*** The input ***

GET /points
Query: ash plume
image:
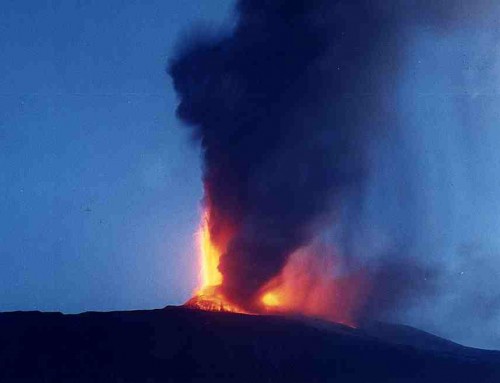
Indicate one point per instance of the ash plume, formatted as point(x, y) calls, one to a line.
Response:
point(288, 108)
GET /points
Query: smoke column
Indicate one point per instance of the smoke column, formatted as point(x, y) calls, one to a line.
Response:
point(301, 111)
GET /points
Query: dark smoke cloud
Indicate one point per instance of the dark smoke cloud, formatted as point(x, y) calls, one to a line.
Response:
point(286, 108)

***

* _Instructions for the task_: Could you copy all of the material above line for line, leaving the image out?

* _Final result_:
GET /points
Query: ash plume
image:
Indicate one point per instance of the ash plume, formatted as point(x, y) calls, one to a line.
Response:
point(288, 108)
GET /points
Query: smoke column
Indicate one point per instance of the smoke column, formatted as point(x, y) calls, one to a line.
Response:
point(301, 111)
GET /points
Query: dark smoke cloud
Indicate one point per instance of the dark smoke cloud, formatted as point(x, y) calls, one to a line.
Response:
point(286, 108)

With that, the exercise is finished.